| Short problem |
Please rewrite the stretch of lines from the one containing "TARGET = dirt road curving" through the one containing "(1019, 643)" as a numbered list, leaving out any blank lines and including nothing else.

START Extracted entries

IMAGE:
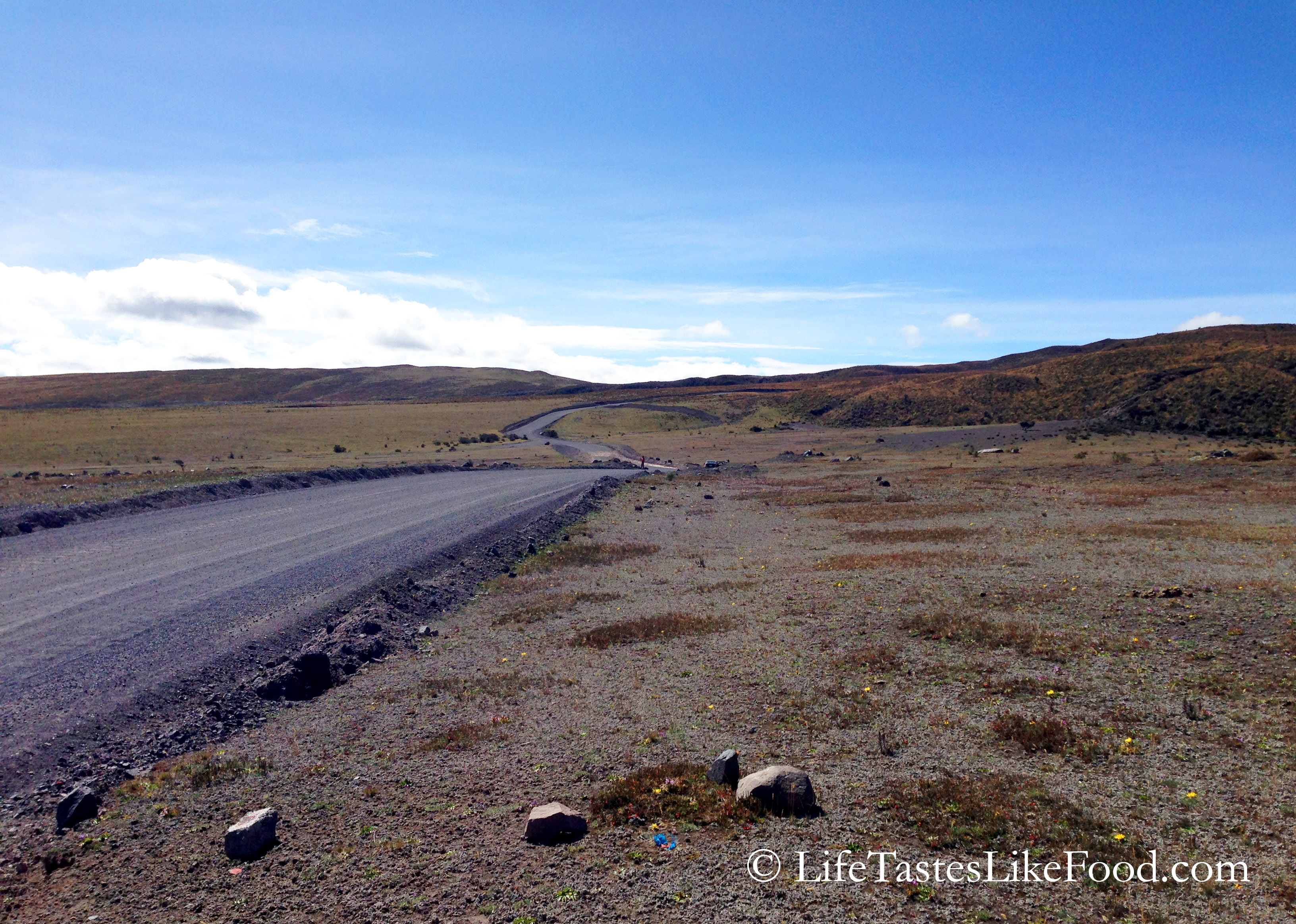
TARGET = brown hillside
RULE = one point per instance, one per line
(226, 387)
(1233, 380)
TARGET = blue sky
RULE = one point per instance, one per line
(628, 191)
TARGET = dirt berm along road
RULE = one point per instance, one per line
(98, 617)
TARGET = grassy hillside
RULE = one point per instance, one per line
(1227, 381)
(1236, 381)
(264, 387)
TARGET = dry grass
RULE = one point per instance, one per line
(554, 604)
(838, 707)
(461, 737)
(275, 437)
(857, 562)
(502, 686)
(1198, 529)
(585, 554)
(672, 795)
(926, 534)
(872, 659)
(651, 629)
(1026, 638)
(1005, 813)
(199, 770)
(726, 586)
(1046, 734)
(872, 514)
(809, 498)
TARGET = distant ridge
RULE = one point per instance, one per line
(1237, 380)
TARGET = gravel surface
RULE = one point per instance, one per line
(879, 639)
(111, 625)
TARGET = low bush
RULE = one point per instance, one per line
(553, 604)
(1005, 813)
(651, 629)
(672, 793)
(585, 554)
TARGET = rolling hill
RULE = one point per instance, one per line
(1227, 381)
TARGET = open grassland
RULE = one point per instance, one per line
(1027, 651)
(146, 445)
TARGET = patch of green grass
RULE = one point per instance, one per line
(585, 554)
(672, 793)
(199, 770)
(1002, 812)
(553, 604)
(651, 629)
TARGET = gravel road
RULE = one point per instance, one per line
(94, 615)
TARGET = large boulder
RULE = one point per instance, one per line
(252, 835)
(781, 788)
(77, 807)
(554, 822)
(725, 769)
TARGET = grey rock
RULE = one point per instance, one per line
(77, 807)
(725, 769)
(781, 788)
(252, 834)
(553, 822)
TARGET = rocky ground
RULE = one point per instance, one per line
(970, 659)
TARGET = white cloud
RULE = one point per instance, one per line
(966, 323)
(311, 230)
(1209, 321)
(178, 314)
(694, 295)
(710, 329)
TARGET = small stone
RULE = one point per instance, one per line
(725, 769)
(252, 835)
(77, 807)
(549, 823)
(781, 788)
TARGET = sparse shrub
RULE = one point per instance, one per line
(928, 534)
(676, 793)
(553, 604)
(572, 554)
(1026, 638)
(204, 769)
(455, 738)
(856, 562)
(1040, 734)
(651, 629)
(505, 685)
(1001, 812)
(874, 659)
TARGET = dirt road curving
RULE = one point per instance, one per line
(95, 616)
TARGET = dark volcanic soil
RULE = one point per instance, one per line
(1019, 643)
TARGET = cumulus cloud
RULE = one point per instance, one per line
(710, 329)
(966, 323)
(177, 314)
(311, 230)
(1209, 321)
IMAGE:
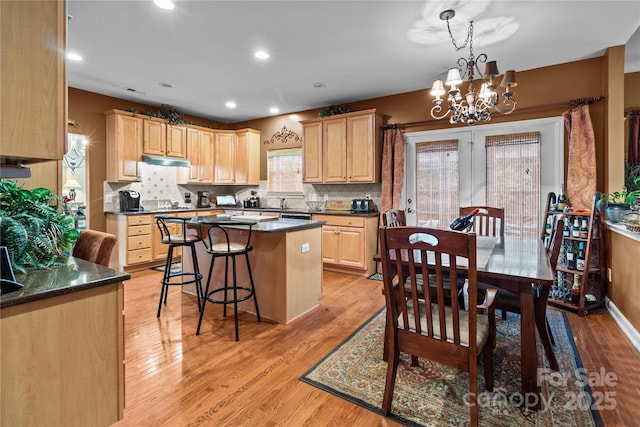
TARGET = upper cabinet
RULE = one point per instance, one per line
(124, 141)
(33, 105)
(154, 139)
(224, 158)
(247, 157)
(345, 148)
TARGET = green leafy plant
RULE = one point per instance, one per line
(334, 109)
(35, 233)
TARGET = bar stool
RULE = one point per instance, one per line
(181, 239)
(220, 245)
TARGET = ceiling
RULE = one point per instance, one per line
(358, 49)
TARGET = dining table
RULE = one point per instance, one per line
(519, 265)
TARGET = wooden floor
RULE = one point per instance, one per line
(175, 378)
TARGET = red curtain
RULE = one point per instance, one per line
(581, 173)
(392, 169)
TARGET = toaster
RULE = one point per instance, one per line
(362, 206)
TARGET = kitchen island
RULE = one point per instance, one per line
(62, 347)
(286, 262)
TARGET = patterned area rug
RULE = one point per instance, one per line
(433, 395)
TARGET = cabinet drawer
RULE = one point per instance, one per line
(138, 230)
(138, 220)
(138, 256)
(341, 221)
(138, 242)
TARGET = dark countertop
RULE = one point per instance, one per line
(273, 226)
(73, 276)
(239, 209)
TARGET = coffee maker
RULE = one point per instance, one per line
(203, 200)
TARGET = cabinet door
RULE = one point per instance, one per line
(312, 152)
(330, 237)
(224, 159)
(206, 157)
(176, 141)
(124, 140)
(352, 247)
(154, 137)
(335, 150)
(361, 149)
(194, 154)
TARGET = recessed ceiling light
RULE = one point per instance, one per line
(164, 4)
(74, 56)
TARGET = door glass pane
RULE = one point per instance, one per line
(437, 182)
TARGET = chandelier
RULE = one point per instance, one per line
(474, 106)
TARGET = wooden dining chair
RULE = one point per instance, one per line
(94, 246)
(489, 221)
(423, 325)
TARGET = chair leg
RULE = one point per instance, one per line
(165, 280)
(253, 289)
(205, 296)
(390, 383)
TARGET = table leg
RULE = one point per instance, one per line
(541, 323)
(530, 387)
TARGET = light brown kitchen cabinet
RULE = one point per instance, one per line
(33, 105)
(154, 136)
(312, 151)
(176, 141)
(124, 142)
(247, 162)
(345, 148)
(224, 157)
(200, 146)
(349, 243)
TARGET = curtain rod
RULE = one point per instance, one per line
(572, 102)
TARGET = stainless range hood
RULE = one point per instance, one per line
(165, 161)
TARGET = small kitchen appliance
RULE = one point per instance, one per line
(362, 206)
(129, 201)
(203, 200)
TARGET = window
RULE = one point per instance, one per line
(511, 165)
(284, 170)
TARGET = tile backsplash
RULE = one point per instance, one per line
(159, 185)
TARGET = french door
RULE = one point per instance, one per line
(511, 165)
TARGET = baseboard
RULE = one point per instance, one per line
(624, 324)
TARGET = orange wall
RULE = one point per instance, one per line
(536, 88)
(87, 110)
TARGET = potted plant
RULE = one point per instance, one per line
(619, 203)
(35, 233)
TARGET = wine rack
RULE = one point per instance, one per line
(591, 278)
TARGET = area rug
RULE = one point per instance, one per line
(433, 395)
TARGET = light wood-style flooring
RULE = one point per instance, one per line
(175, 378)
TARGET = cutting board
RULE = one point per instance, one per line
(257, 218)
(337, 205)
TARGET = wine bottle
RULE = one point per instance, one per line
(575, 231)
(464, 222)
(580, 258)
(562, 200)
(584, 229)
(571, 256)
(575, 290)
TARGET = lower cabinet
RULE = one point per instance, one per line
(349, 243)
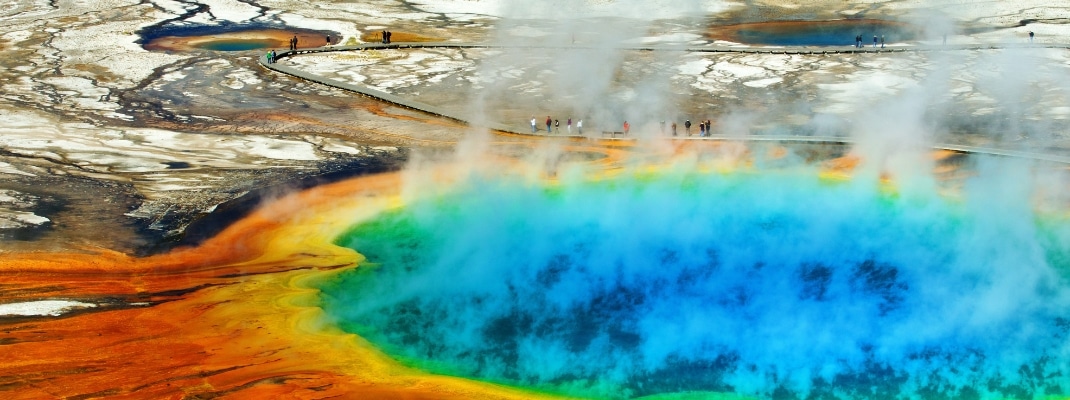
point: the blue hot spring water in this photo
(772, 285)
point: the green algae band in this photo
(754, 285)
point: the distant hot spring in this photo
(230, 37)
(837, 32)
(755, 283)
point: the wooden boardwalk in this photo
(411, 104)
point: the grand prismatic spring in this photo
(462, 214)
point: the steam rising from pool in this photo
(765, 283)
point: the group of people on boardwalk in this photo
(704, 128)
(552, 124)
(858, 41)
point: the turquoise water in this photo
(238, 45)
(823, 33)
(774, 285)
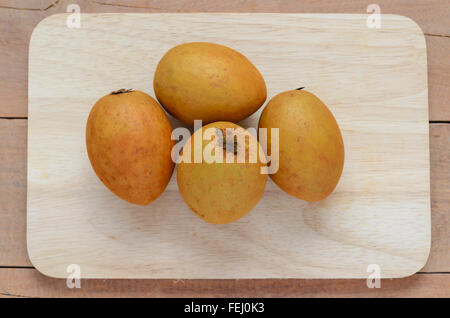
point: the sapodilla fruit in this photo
(208, 82)
(221, 192)
(311, 149)
(128, 139)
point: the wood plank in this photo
(439, 260)
(13, 251)
(30, 283)
(17, 23)
(334, 238)
(13, 192)
(438, 49)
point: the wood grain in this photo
(366, 80)
(13, 192)
(19, 22)
(438, 49)
(440, 198)
(13, 251)
(30, 283)
(20, 17)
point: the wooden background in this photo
(19, 278)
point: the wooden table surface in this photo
(18, 277)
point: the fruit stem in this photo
(222, 133)
(122, 91)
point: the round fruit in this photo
(128, 139)
(221, 192)
(208, 81)
(311, 149)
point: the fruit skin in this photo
(311, 149)
(208, 81)
(128, 139)
(221, 192)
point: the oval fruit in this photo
(311, 149)
(221, 192)
(128, 139)
(209, 82)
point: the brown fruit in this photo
(208, 81)
(222, 192)
(128, 139)
(311, 149)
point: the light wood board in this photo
(373, 80)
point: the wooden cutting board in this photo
(373, 79)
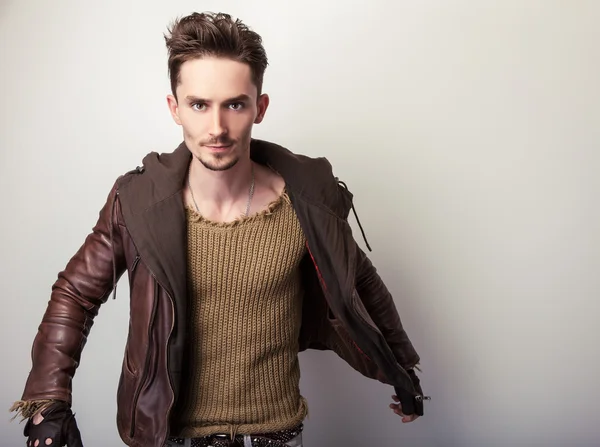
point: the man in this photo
(239, 256)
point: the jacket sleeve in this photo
(379, 304)
(81, 288)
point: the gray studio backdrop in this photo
(468, 132)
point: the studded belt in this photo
(275, 439)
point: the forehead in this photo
(215, 79)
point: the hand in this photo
(53, 427)
(397, 408)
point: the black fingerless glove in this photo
(411, 403)
(58, 424)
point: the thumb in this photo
(72, 435)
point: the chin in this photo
(218, 164)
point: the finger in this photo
(37, 418)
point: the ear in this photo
(173, 108)
(263, 104)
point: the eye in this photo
(236, 106)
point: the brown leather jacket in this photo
(141, 230)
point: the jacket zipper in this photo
(146, 363)
(135, 263)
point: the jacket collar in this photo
(153, 210)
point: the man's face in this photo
(216, 106)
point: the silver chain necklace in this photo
(250, 192)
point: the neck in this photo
(221, 187)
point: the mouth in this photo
(219, 147)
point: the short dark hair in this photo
(215, 35)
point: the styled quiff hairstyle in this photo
(201, 35)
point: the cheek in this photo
(192, 123)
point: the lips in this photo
(218, 148)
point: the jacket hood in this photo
(306, 177)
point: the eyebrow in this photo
(239, 98)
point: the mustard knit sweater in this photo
(246, 309)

END Extracted entries

| Problem solution |
1. TARGET = dirt road curving
2. RULE = one point per instance, one per line
3. (95, 616)
4. TARGET = dark volcanic soil
5. RULE = one point per instance, one per line
6. (1019, 643)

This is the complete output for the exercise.